--- DATA EXTRACT ---
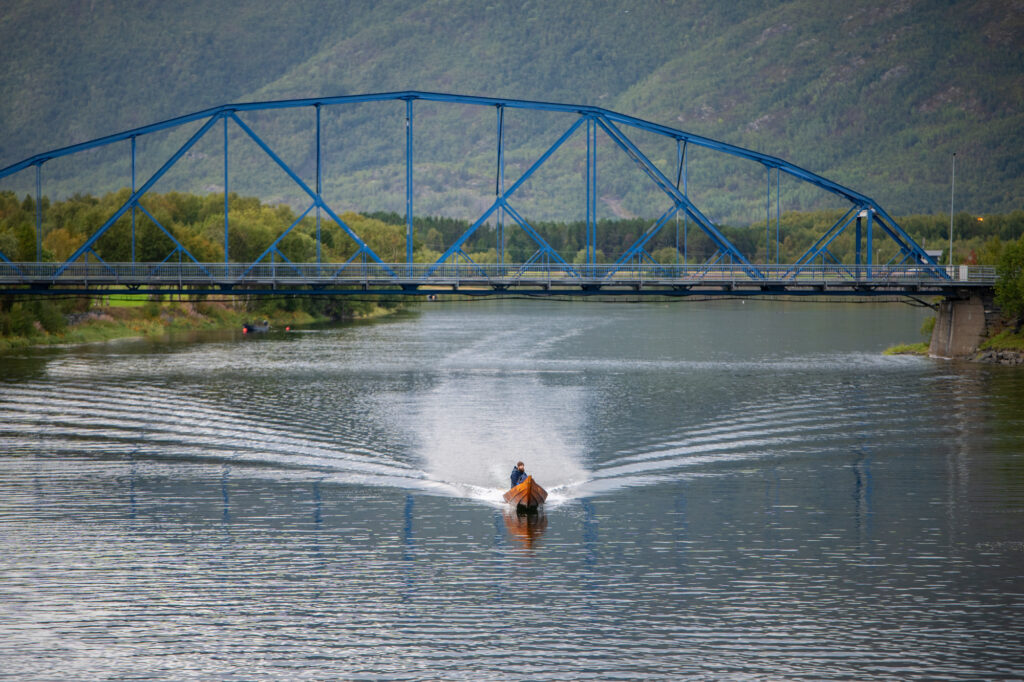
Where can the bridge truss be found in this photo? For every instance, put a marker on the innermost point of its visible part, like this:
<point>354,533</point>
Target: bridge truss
<point>546,269</point>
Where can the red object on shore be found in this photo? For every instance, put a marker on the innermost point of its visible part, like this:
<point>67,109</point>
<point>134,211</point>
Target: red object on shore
<point>527,495</point>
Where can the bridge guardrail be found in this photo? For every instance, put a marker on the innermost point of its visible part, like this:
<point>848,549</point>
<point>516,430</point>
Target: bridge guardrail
<point>321,274</point>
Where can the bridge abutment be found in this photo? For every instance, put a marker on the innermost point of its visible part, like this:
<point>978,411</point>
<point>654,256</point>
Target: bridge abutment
<point>961,325</point>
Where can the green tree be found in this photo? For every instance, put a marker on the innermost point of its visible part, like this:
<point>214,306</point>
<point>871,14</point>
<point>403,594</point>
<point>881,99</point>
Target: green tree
<point>1010,286</point>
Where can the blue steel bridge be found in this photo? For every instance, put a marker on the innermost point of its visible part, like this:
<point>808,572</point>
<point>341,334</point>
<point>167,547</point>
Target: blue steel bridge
<point>726,270</point>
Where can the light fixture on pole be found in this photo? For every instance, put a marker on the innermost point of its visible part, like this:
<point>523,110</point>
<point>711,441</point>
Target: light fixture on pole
<point>952,192</point>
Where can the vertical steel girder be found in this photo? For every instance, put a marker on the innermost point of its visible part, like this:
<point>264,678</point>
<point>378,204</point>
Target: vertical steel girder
<point>595,119</point>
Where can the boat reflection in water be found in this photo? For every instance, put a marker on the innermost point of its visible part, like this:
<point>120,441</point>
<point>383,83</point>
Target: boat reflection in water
<point>525,526</point>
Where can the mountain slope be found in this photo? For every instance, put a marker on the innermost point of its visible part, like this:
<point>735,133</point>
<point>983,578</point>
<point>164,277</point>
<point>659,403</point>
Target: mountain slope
<point>875,95</point>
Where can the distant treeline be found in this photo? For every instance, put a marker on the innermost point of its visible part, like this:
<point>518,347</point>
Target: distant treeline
<point>198,223</point>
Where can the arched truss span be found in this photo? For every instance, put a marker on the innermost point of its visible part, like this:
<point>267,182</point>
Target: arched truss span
<point>588,121</point>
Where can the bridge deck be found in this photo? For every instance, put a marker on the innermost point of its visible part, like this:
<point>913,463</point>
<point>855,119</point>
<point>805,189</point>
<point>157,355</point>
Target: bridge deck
<point>424,279</point>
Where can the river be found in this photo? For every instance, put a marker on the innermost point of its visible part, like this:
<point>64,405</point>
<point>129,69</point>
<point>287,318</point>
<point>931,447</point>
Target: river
<point>737,491</point>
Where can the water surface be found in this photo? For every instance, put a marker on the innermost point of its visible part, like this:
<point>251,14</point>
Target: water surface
<point>738,491</point>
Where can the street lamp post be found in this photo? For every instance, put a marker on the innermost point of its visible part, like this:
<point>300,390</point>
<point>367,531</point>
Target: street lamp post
<point>952,193</point>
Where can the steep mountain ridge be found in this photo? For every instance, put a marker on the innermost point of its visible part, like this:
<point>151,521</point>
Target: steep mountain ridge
<point>875,95</point>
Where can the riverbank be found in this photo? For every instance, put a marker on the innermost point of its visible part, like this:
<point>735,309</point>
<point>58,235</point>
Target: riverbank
<point>1007,347</point>
<point>120,318</point>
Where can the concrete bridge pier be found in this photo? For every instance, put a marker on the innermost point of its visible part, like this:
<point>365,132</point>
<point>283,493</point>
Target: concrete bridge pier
<point>960,327</point>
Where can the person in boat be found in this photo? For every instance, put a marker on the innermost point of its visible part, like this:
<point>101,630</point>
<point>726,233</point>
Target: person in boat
<point>518,473</point>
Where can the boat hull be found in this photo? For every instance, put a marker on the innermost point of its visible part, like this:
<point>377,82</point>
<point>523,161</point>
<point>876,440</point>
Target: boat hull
<point>527,495</point>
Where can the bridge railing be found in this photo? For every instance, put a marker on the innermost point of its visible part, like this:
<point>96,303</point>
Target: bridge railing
<point>468,273</point>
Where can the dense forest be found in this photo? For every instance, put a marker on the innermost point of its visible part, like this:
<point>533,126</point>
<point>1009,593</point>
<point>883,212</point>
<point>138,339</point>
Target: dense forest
<point>877,96</point>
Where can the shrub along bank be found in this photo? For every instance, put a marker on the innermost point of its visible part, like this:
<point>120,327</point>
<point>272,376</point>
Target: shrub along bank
<point>29,323</point>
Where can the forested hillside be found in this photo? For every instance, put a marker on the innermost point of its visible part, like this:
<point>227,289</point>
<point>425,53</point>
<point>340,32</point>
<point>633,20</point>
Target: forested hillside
<point>876,95</point>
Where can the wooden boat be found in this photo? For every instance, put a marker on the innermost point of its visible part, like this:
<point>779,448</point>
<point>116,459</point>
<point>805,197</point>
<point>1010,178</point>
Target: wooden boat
<point>525,526</point>
<point>527,495</point>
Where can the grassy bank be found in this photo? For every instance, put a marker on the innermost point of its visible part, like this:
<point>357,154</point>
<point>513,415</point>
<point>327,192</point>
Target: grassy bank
<point>34,324</point>
<point>1005,340</point>
<point>907,349</point>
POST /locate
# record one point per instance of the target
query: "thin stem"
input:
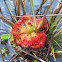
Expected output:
(24, 7)
(1, 53)
(15, 7)
(31, 1)
(45, 14)
(19, 7)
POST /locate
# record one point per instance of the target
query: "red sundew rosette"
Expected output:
(25, 40)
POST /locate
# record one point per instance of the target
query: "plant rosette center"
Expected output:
(24, 33)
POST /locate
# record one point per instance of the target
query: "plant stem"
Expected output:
(45, 14)
(1, 53)
(19, 7)
(24, 7)
(31, 1)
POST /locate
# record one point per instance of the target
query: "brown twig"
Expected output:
(6, 20)
(43, 1)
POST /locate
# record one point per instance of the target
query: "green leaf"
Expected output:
(11, 38)
(57, 43)
(5, 54)
(3, 50)
(34, 61)
(56, 21)
(5, 36)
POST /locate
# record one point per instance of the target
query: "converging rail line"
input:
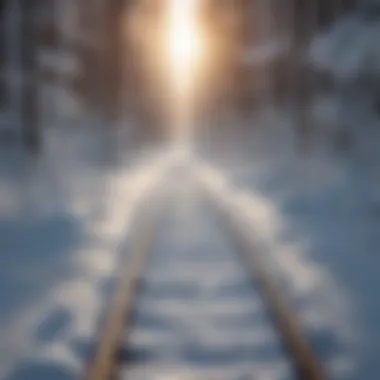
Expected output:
(107, 359)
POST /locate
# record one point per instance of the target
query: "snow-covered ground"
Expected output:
(63, 222)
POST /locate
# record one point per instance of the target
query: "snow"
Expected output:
(63, 222)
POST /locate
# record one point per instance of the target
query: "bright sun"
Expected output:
(184, 40)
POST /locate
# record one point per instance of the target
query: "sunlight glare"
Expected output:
(184, 40)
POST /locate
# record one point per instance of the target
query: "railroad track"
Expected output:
(108, 359)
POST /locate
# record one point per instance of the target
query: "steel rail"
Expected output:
(305, 362)
(106, 360)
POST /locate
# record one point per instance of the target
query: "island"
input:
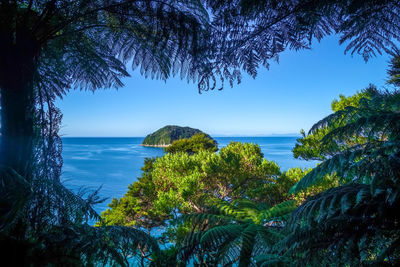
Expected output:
(165, 136)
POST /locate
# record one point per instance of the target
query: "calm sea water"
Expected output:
(114, 163)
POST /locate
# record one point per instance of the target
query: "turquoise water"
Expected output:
(114, 163)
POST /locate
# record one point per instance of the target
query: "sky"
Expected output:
(292, 95)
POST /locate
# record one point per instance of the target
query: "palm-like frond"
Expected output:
(235, 232)
(355, 223)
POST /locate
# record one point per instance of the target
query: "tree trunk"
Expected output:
(17, 65)
(16, 147)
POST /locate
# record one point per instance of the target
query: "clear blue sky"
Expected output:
(292, 95)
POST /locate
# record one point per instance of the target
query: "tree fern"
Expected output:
(355, 223)
(235, 232)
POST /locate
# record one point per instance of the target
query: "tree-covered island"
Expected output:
(164, 136)
(227, 208)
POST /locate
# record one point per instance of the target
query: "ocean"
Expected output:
(114, 163)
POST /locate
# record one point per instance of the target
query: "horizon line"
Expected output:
(217, 136)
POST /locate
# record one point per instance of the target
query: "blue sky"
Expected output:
(290, 96)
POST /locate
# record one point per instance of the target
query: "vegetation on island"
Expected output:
(166, 135)
(195, 144)
(49, 47)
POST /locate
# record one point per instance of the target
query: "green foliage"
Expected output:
(234, 232)
(170, 133)
(183, 183)
(45, 224)
(311, 146)
(196, 143)
(356, 223)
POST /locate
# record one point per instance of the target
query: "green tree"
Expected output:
(234, 233)
(194, 144)
(48, 47)
(357, 222)
(312, 145)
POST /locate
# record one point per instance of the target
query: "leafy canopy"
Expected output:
(194, 144)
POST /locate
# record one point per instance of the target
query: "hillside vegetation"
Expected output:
(166, 135)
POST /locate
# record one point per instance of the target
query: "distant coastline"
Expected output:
(155, 145)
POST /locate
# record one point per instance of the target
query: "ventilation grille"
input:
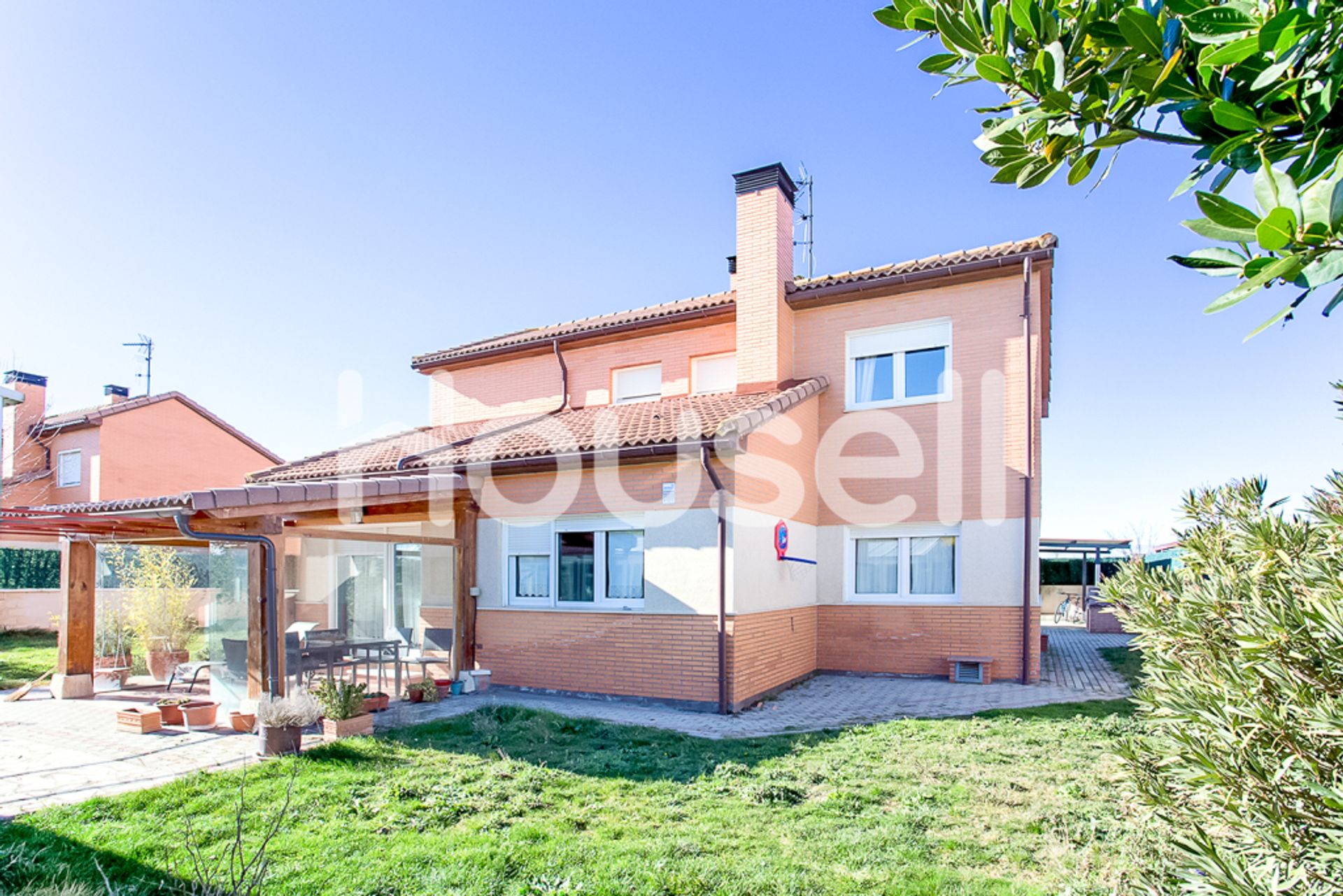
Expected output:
(970, 674)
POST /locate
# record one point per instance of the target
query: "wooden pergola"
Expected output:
(334, 509)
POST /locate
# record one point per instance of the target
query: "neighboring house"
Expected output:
(122, 448)
(560, 509)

--- SHORT TASK ---
Count the lines of the records that contain the word "grassy", and reply with only that number.

--- THE COMPLETED TASK ---
2